**Parts of the exercise:**
a) From the year-end business text, reproduce verbatim the part that opens with the words containing "If you have" and closes with "the upcoming year.".
b) In the year-end business text, turn the paragraph starting "If you have a financial advisor" into a short list that keeps its main facts.

**Supplied text:**
>>>>

As the end of the year approaches, I assess what I need to do before the end of the year as a business owner. This often comes with meetings with experts, bookkeepers, CPA’s, business specialist, attorneys, etc. Honestly, it isn’t my favorite part of the job. I prefer sitting face to face with clients solving problems, but the tasks are necessary to ensure the stability of the firm for next year.

What should you be doing at the end of the year? I’m no income tax professional, but if you’re wondering if there are any strategies you should employ to ensure you’re paying the correct amount of taxes before the end of the year, you should reach out to your CPA. Don’t wait until April. Your CPA can offer great advice about where to direct money to reduce your income tax liability. Many of these strategies need to be executed before year end, so time is of the essence.

If you have a financial advisor, they also can provide insight about things to do before year end such as Roth conversions or funding a donor advised fund. A meeting with your financial advisor can also help you establish plans and financial goals for the upcoming year.

There are two things we’re discussing with our clients this year. This is lengthy, but please read to the end as this information will be invaluable to you.

  1. Corporate Transparency Act: To combat and securities fraud, money laundering, and other reasons, I’m sure, the legislature has enacted the Corporate Transparency Act (CTA). This act requires Corporations, Business Trust Cooperative Associations, Limited Liability Companies (LLC), Series LLC’s, Limited Partnerships (LP), Limited Liability Partnerships, Limited Liability LP’s and Decentralized Autonomous Organizations (DAO) and Beneficial Owners and Company Applicants – Persons owning, directly or indirectly, 25% or more of any business or who has “Substantial control” over a business, and “company applicants” which are lawyers, paralegals, CPAs or other third parties who form entities on behalf of a Reporting Entity. That seems like everyone, however, some are exempt, sole proprietorships, Estate Plan Trusts, General partnerships, and other regulated business entities such as non-profits, financial institutions, to name a few. Another exempt category requires a company to 3 characteristics:
    1. A physical United States address
    2. Have over 5 million in gross receipts on most recent tax filing, and
    3. Have at least 21 full time equivalent employees

The government has set up a system through which companies will report called the Beneficial Ownership Secure System (BOSS).

Reporting Entities must provide:

  1. Legal Name
  2. Trade Name(s) and DBA(s)
  3. Current U.S. address at a principal place of business
  4. Jurisdiction(s) where filed (original state or tribal jurisdiction) and all foreign jurisdictions
  5. EIN or TIN number

Beneficial Owners and Company Applicants must provide:

  1. Legal name
  2. Date of birth
  3. Current United States address
  4. Unique identifying number with issuing jurisdiction
  5. Image of a US passport, drivers license or other identification document issued by a state, local government or tribe.

<<<<

**Raw data:**
>>>>

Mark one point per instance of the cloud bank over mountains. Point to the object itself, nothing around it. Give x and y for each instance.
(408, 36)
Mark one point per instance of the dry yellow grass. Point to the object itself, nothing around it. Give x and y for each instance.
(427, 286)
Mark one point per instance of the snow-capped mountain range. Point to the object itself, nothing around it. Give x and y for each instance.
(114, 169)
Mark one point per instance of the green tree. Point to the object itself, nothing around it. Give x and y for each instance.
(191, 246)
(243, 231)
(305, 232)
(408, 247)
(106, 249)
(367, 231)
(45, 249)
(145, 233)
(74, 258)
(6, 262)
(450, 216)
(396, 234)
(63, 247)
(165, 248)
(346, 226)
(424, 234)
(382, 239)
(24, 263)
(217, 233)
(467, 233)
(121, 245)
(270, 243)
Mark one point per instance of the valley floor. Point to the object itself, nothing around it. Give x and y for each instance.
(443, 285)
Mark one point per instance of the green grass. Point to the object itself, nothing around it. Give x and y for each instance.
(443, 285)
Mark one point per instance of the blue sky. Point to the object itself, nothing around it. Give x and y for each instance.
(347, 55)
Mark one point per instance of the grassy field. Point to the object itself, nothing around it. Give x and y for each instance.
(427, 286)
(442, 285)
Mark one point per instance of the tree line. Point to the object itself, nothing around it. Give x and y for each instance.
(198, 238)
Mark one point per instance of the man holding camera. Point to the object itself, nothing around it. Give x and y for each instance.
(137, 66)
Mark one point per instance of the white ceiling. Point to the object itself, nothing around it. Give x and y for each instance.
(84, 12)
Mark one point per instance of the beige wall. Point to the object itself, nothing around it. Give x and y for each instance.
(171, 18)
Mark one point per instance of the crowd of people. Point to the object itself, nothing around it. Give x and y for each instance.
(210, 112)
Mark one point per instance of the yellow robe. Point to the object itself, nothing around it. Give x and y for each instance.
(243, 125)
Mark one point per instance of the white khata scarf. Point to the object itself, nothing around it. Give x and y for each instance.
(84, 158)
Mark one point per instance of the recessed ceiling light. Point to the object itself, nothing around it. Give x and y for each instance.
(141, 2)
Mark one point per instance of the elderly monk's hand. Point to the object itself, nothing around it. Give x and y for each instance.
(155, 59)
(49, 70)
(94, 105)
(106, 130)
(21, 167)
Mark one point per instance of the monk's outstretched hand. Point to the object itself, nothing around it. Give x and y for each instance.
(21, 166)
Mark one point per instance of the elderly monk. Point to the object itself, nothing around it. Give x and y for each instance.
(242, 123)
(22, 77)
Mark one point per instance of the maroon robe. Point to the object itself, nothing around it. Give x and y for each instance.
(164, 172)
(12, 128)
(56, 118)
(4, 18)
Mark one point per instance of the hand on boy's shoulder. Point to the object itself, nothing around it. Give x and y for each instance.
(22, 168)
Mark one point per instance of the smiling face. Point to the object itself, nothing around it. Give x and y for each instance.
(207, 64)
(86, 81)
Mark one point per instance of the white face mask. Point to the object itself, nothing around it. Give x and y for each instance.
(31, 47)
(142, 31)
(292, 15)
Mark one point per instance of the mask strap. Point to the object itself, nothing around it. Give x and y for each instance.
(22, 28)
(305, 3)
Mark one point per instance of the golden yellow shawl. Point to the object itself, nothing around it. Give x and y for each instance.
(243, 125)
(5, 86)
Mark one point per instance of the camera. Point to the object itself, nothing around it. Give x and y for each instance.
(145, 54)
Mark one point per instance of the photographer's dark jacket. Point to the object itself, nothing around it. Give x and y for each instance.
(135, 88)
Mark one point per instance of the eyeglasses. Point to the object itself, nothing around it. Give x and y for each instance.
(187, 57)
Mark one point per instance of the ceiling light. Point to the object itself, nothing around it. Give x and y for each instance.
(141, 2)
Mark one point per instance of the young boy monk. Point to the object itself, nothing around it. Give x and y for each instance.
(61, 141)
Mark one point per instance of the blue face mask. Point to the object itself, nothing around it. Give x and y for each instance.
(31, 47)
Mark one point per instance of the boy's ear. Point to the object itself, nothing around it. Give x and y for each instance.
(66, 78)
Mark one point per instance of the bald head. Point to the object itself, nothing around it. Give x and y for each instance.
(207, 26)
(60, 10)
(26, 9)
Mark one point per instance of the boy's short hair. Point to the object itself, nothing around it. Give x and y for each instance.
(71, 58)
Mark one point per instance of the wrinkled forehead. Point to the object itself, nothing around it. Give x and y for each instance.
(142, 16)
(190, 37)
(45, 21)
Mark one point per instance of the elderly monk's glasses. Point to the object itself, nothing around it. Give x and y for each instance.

<<<<

**List of solutions:**
a)
If you have a financial advisor, they also can provide insight about things to do before year end such as Roth conversions or funding a donor advised fund. A meeting with your financial advisor can also help you establish plans and financial goals for the upcoming year.

b)
- A financial advisor can suggest things to do before year end, such as Roth conversions or funding a donor advised fund.
- Meeting with a financial advisor can also help set plans and financial goals for the upcoming year.